— Stated goal —
How many lines in the data below contain the string "burning"? Case counts; reply with the number only.

--- begin ---

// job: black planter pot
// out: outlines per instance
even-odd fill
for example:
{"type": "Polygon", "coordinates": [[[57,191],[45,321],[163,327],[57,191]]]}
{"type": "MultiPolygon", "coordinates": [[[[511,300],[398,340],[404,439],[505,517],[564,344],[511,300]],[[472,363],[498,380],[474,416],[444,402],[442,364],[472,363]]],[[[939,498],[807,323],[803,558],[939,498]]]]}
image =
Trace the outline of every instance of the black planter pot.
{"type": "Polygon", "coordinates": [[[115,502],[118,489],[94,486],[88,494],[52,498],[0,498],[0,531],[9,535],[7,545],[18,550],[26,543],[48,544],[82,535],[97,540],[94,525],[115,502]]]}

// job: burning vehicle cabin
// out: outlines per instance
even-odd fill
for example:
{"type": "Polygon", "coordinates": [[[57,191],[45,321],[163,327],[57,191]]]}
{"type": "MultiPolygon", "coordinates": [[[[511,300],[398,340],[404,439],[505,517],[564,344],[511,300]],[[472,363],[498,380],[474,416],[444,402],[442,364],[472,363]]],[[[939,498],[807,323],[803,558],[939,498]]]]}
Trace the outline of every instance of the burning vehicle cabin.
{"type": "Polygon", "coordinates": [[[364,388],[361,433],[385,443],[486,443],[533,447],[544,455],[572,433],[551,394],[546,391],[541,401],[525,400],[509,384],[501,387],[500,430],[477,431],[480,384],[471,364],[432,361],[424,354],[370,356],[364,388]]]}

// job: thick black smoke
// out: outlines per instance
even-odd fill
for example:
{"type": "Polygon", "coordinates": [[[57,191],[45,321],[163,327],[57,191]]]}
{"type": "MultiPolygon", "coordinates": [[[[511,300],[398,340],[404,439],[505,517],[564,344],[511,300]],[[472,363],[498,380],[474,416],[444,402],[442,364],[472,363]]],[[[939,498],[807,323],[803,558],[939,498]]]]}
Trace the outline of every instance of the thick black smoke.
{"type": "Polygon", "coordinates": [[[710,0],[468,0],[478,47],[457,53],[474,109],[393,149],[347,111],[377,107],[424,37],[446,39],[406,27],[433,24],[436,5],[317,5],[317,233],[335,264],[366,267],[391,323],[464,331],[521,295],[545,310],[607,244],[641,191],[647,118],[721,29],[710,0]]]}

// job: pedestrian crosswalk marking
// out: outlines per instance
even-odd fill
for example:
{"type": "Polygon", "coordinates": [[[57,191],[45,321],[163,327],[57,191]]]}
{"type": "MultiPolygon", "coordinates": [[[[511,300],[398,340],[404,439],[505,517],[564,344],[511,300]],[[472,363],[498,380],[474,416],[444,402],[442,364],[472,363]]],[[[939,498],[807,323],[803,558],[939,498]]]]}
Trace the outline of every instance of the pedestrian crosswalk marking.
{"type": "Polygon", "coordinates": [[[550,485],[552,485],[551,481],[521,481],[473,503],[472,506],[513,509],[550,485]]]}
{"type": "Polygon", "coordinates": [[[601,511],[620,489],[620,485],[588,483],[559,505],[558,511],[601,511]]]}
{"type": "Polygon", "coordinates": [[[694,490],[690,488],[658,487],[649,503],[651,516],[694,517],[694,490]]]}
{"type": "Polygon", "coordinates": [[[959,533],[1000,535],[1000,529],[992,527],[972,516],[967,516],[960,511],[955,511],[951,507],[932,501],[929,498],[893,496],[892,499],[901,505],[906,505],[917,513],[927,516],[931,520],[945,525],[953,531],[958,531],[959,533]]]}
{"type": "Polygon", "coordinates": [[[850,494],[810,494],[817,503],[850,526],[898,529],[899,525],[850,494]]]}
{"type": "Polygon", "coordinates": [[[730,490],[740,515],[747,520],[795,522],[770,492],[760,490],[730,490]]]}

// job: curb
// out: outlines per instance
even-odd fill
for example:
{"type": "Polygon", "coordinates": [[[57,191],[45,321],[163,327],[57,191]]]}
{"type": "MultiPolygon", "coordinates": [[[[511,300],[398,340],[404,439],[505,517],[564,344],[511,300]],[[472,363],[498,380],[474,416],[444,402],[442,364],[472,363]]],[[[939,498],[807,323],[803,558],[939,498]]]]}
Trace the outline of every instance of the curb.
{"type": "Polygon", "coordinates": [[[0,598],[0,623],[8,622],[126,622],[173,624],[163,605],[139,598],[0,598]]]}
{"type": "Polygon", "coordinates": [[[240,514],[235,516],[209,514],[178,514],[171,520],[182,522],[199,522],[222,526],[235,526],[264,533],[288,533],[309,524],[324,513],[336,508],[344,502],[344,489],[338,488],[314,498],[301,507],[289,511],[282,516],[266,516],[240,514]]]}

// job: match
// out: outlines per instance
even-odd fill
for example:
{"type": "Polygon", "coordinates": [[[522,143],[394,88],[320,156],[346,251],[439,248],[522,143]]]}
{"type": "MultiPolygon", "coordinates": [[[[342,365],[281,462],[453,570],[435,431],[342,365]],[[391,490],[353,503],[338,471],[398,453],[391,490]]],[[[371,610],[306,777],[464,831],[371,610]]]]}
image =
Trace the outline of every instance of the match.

--- end ---

— Answer to the problem —
2